Put each line of the material below into a JSON list of strings, one string per line, and leave out any blank lines.

>> start Dataset extract

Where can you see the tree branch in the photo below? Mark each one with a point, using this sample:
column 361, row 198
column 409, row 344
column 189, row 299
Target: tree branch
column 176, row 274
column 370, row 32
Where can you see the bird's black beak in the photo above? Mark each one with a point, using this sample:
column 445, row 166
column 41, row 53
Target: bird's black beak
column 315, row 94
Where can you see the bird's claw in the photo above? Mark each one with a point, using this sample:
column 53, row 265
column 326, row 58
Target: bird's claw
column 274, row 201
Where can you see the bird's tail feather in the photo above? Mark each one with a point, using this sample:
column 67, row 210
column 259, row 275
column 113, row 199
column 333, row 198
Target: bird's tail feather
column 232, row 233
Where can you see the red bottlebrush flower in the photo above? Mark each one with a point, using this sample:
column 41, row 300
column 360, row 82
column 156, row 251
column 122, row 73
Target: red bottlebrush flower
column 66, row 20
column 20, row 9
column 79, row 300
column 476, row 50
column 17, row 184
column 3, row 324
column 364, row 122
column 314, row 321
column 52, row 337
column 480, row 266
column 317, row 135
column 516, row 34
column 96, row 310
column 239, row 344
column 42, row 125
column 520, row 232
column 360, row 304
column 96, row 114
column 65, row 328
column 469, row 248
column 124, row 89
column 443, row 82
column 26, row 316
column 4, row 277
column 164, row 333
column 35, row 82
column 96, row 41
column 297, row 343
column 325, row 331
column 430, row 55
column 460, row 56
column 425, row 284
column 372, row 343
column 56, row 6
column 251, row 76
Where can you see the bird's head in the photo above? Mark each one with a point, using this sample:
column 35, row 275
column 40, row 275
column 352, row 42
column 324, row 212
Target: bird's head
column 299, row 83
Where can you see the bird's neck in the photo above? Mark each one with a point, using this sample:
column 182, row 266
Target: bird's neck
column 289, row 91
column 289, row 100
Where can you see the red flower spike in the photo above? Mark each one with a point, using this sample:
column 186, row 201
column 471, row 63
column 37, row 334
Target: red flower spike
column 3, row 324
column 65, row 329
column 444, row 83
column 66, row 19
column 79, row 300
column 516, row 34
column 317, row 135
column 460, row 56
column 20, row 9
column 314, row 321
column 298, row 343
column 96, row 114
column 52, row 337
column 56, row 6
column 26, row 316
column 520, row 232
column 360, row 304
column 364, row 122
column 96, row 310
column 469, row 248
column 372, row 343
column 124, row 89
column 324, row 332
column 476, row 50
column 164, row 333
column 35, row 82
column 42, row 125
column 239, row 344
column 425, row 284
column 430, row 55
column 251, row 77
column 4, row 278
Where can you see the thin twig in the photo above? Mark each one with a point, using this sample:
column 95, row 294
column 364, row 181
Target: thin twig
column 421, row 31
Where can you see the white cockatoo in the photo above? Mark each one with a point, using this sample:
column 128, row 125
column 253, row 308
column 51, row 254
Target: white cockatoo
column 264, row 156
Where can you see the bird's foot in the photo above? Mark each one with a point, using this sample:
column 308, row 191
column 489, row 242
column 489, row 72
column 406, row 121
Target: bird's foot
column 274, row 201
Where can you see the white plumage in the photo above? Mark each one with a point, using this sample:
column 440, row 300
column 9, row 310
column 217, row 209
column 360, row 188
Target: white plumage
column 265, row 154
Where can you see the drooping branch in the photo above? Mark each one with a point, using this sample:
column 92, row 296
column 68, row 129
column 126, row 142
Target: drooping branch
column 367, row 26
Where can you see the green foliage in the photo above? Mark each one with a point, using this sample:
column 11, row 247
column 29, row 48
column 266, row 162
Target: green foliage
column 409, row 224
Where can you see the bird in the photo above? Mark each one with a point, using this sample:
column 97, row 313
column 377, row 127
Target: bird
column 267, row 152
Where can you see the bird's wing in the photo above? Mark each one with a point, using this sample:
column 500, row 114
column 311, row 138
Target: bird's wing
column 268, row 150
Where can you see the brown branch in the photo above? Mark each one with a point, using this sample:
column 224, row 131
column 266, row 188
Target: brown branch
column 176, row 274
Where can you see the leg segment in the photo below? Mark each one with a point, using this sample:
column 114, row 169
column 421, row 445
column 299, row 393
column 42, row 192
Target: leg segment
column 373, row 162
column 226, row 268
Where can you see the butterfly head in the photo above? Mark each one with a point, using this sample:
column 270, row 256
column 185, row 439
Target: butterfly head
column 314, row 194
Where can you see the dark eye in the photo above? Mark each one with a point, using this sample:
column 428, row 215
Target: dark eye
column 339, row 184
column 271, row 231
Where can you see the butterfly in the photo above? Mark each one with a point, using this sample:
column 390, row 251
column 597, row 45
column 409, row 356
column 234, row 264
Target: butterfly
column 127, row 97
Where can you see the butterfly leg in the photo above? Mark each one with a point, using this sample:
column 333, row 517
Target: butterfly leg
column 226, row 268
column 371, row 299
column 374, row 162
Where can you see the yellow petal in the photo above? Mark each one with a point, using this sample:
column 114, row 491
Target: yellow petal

>> end Dataset extract

* Response to this exercise:
[
  "Where can you see the tree branch in the photo below? Mark each one with a point, using this sample:",
  "column 361, row 198",
  "column 409, row 344",
  "column 189, row 299",
  "Target: tree branch",
  "column 176, row 274",
  "column 370, row 32",
  "Where can you see the bird's black beak in the photo above? Mark each one with a point, using this sample:",
  "column 445, row 166",
  "column 41, row 53",
  "Target: bird's black beak",
  "column 315, row 94",
  "Where can you see the bird's claw in the photo above? Mark each one with a point, using this sample:",
  "column 53, row 265",
  "column 326, row 58",
  "Target: bird's claw",
  "column 274, row 201",
  "Where can you see the bird's tail feather in the photo above? Mark each one with a point, using this sample:",
  "column 67, row 210",
  "column 259, row 275",
  "column 113, row 199",
  "column 333, row 198",
  "Target: bird's tail feather",
  "column 232, row 233",
  "Where can you see the red bottlebrush flower in the photo above? Mark each one with a point, using this sample:",
  "column 41, row 300",
  "column 360, row 82",
  "column 156, row 251",
  "column 122, row 73",
  "Target: red bottlebrush flower",
  "column 66, row 20",
  "column 20, row 9",
  "column 79, row 300",
  "column 476, row 50",
  "column 17, row 184",
  "column 3, row 324",
  "column 364, row 122",
  "column 314, row 321",
  "column 52, row 337",
  "column 480, row 266",
  "column 317, row 135",
  "column 516, row 34",
  "column 96, row 310",
  "column 239, row 344",
  "column 42, row 125",
  "column 520, row 232",
  "column 360, row 304",
  "column 96, row 114",
  "column 65, row 328",
  "column 469, row 248",
  "column 124, row 89",
  "column 443, row 82",
  "column 26, row 316",
  "column 4, row 277",
  "column 164, row 333",
  "column 35, row 82",
  "column 96, row 41",
  "column 297, row 343",
  "column 325, row 331",
  "column 430, row 55",
  "column 460, row 56",
  "column 425, row 284",
  "column 372, row 343",
  "column 56, row 6",
  "column 251, row 76",
  "Where can you see the bird's head in the photo above? Mark each one with a point, using this sample:",
  "column 35, row 275",
  "column 40, row 275",
  "column 352, row 42",
  "column 324, row 212",
  "Target: bird's head",
  "column 299, row 83",
  "Where can you see the bird's neck in the photo above? Mark each one with a point, using this sample:",
  "column 182, row 266",
  "Target: bird's neck",
  "column 289, row 91",
  "column 289, row 100",
  "Where can you see the red flower spike in the photo above? Mark each one with a point, using this sample:",
  "column 186, row 201",
  "column 471, row 63",
  "column 37, row 334",
  "Target: red flower spike",
  "column 3, row 324",
  "column 65, row 329",
  "column 444, row 83",
  "column 66, row 19",
  "column 79, row 300",
  "column 516, row 34",
  "column 317, row 135",
  "column 460, row 56",
  "column 20, row 9",
  "column 314, row 321",
  "column 298, row 343",
  "column 96, row 114",
  "column 52, row 337",
  "column 56, row 6",
  "column 26, row 316",
  "column 520, row 232",
  "column 360, row 304",
  "column 364, row 122",
  "column 96, row 310",
  "column 469, row 248",
  "column 372, row 343",
  "column 124, row 89",
  "column 324, row 332",
  "column 476, row 50",
  "column 164, row 333",
  "column 35, row 82",
  "column 42, row 125",
  "column 239, row 344",
  "column 425, row 284",
  "column 430, row 55",
  "column 251, row 77",
  "column 4, row 278",
  "Where can you see the thin twig in the photo above? Mark each one with a point, using this sample:",
  "column 95, row 294",
  "column 364, row 181",
  "Target: thin twig",
  "column 421, row 31",
  "Where can you see the white cockatoo in the photo above? Mark each one with a point, using this sample:",
  "column 128, row 125",
  "column 253, row 308",
  "column 51, row 254",
  "Target: white cockatoo",
  "column 264, row 156",
  "Where can you see the bird's foot in the photo above? Mark each one with a point, using this sample:",
  "column 308, row 191",
  "column 489, row 242",
  "column 489, row 72",
  "column 406, row 121",
  "Target: bird's foot",
  "column 274, row 201",
  "Where can you see the white plumage in the photo above? Mark each one with a point, using this sample:",
  "column 440, row 300",
  "column 9, row 310",
  "column 217, row 209",
  "column 360, row 188",
  "Target: white plumage",
  "column 265, row 154",
  "Where can you see the drooping branch in the photo above? Mark each one with a point, using this sample:",
  "column 92, row 296",
  "column 68, row 129",
  "column 126, row 142",
  "Target: drooping branch",
  "column 367, row 26",
  "Where can you see the green foliage in the photo above? Mark each one with a point, using this sample:",
  "column 11, row 247",
  "column 29, row 48",
  "column 266, row 162",
  "Target: green foliage",
  "column 409, row 224",
  "Where can you see the bird in the photo above? Mark each one with a point, using this sample:",
  "column 97, row 313",
  "column 377, row 127",
  "Target: bird",
  "column 267, row 152",
  "Where can you see the bird's wing in the photo above? Mark each one with a point, using this sample:",
  "column 500, row 114",
  "column 311, row 138",
  "Target: bird's wing",
  "column 268, row 150",
  "Where can you see the brown branch in the photo above? Mark each one with a point, using this sample:",
  "column 224, row 131",
  "column 266, row 188",
  "Target: brown branch",
  "column 176, row 274",
  "Where can you see the leg segment in the photo below? Mark each one with a point, using this sample:",
  "column 114, row 169",
  "column 421, row 445",
  "column 299, row 393",
  "column 42, row 192",
  "Target: leg segment",
  "column 373, row 162",
  "column 226, row 268",
  "Where can you see the butterfly head in the photo above? Mark each one with a point, using this sample:",
  "column 270, row 256",
  "column 185, row 439",
  "Target: butterfly head",
  "column 314, row 194",
  "Where can you see the dark eye in the photo above? Mark each one with a point, using this sample:",
  "column 428, row 215",
  "Target: dark eye",
  "column 339, row 184",
  "column 271, row 231",
  "Where can you see the butterfly in the photo above? Mark each one with a point, using this sample:",
  "column 390, row 251",
  "column 597, row 45",
  "column 409, row 356",
  "column 234, row 264",
  "Target: butterfly",
  "column 127, row 97",
  "Where can you see the butterfly leg in the photo above? Mark each one with a point, using this sample:",
  "column 333, row 517",
  "Target: butterfly leg",
  "column 226, row 268",
  "column 371, row 299",
  "column 374, row 162",
  "Where can you see the yellow petal in the photo above? Mark each one with a point, using this sample:",
  "column 114, row 491",
  "Target: yellow petal"
]